## Passage:
· · ·

The Logic of Religion

The Logic of Religion

By Jude P. Dougherty

Philosopher and professor Jude P. Dougherty looks at religion from the perspective of philosophy by studying authors and thinkers from different eras of history. Beginning with the greatest minds of Antiquity such as Socrates and Cicero, Dougherty then focuses on Middle Ages philosophers such as Thomas Aquinas, examining the logic of religion before and after the development of Christianity.

The book then continues its journey through history by discussing the works of Hume, Kant, and Hegel, as well as taking a look at Freud’s negative assessments of religion. The result is an examination of centuries of thought on belief, worship, theology, and community.

The Evidential Argument from Evil

The Evidential Argument from Evil

By Daniel Howard-Snyder

This book tackles a long-asked philosophical question: does the existence of evil refute God? If evil and God are compatible, is it reasonable to believe in God? Howard-Snyder lays out five classic statements from theologians and philosophers, along with 11 essays in dialogue with these thoughts. Howard-Snyder focuses on two versions of the argument: that God has no reason to permit horrors and suffering both specific and general, and that pleasure and pain’s explanations rely on biology rather than theism.

Judaism and the West

Judaism and the West

By Robert Erlewine

Erlewine takes the work of five Jewish philosophers and brings them into dialogue, emphasizing the place of Jews in German and European culture and contextualizing Jewish philosophy as part of Western culture. By clarifying the cultural meaning of Judaism when others seek to expel its influence, Erlewine offers insight into how Jewish philosophers used their religion to assert their individuality and modernity.

· · ·

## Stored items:
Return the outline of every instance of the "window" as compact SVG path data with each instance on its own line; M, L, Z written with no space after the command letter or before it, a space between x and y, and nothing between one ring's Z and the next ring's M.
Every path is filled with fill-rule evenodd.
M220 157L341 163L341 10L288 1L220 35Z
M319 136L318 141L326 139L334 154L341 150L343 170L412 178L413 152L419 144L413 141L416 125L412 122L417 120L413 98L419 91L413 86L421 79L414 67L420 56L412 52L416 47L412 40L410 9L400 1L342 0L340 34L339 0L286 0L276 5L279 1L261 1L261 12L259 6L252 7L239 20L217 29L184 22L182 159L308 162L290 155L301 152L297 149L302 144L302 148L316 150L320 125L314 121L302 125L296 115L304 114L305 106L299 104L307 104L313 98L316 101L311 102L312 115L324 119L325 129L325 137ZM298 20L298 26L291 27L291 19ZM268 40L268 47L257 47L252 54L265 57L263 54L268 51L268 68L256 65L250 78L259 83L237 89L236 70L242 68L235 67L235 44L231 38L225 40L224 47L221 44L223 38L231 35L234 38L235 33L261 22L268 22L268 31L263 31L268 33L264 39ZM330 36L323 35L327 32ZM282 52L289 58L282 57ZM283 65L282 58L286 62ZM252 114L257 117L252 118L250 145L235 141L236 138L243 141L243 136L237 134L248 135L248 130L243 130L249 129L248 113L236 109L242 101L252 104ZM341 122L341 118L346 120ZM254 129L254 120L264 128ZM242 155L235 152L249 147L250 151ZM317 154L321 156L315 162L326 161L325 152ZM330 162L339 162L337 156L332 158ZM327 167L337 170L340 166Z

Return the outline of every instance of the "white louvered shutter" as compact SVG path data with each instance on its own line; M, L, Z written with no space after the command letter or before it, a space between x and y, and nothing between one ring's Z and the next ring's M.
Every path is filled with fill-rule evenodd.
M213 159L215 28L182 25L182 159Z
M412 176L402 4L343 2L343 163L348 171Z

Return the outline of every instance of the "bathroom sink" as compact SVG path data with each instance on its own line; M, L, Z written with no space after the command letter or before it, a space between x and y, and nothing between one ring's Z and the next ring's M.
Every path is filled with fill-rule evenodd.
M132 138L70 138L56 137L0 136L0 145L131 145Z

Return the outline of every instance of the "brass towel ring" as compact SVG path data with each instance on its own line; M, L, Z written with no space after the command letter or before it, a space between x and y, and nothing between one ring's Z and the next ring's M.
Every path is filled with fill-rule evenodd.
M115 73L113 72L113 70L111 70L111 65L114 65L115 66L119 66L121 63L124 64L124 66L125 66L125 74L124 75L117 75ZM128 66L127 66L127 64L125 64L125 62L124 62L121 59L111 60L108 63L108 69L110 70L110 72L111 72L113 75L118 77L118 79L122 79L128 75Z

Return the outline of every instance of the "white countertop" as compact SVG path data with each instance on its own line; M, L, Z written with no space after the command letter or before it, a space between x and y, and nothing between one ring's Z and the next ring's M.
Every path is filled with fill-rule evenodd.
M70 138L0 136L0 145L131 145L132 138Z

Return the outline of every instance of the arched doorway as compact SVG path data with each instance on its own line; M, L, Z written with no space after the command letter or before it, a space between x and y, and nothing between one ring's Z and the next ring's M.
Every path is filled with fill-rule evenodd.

· · ·

## Problem A:
From the philosophy-of-religion book listing, return the stretch from "By Jude P. Dougherty" through "theology, and community.", copied word for word.
## Problem B:
Resume the philosophy-of-religion book listing from the point where it stops.

## Exercise response A:
By Jude P. Dougherty

Philosopher and professor Jude P. Dougherty looks at religion from the perspective of philosophy by studying authors and thinkers from different eras of history. Beginning with the greatest minds of Antiquity such as Socrates and Cicero, Dougherty then focuses on Middle Ages philosophers such as Thomas Aquinas, examining the logic of religion before and after the development of Christianity.

The book then continues its journey through history by discussing the works of Hume, Kant, and Hegel, as well as taking a look at Freud’s negative assessments of religion. The result is an examination of centuries of thought on belief, worship, theology, and community.

## Exercise response B:
Why Science Does Not Disprove God

Why Science Does Not Disprove God

By Amir D. Aczel

Mathematician Amir Aczel seeks to refute atheist claims by providing an explanation of how science still leaves room for divine beings, and how beliefs in God and empirical science do not have to be mutually exclusive. Aczel challenges contemporary philosophers and thinkers who claim that modern science refutes the existence of God, along with theories on the universe’s creation and evolution not being a suitable explanation for the complexities of life. Aczel further argues that the scientific breakthroughs of Einstein and Darwin not only leave the possibility of a God open, but make it a strong likelihood.

Science, Faith and Society

Science, Faith and Society

By Michael Polanyi

Science is something deeply human and essential to our species, argues Polanyi in his book that was initially controversial when it debuted in 1946. He says that science is a community of thinkers bound by the same faith, a self-imposed discipline in the search of absolute truth. The existence of an objective, impersonal truth, and its ability to be unearthed by man, is the core tenet of this “faith” of science.

The Law of God

The Law of God

By Remi Brague

This book examines the relationship between law and the divine that goes well beyond images of Moses and the Commandments. In fact, the connection goes beyond Judeo-Christianity, as Brague goes back three millennia to look at the source of divine law in prehistoric religions, and following that thread until modernity. The Law of God seeks to address modern separation of law and divinity and what this disconnection means for today’s world.

Philosophy, Feminism & Faith

Philosophy, Feminism & Faith

By Ruth E. Groenhout, Marya Bower

How can the seemingly separate roles of philosopher, worshiper, and feminist merge? By committing to one of these ideals, does it exclude the other two? Philosophy seems antagonistic to religious faith; religious faith tends to stand against feminism; feminism seems at odds with the male-dominated fields of philosophy and religion. Groenhout and Bower manage to balance the three, and write about their lives as well as the lives of other women across a variety of beliefs, detailing their struggles and successes in being faithful, philosophical feminists.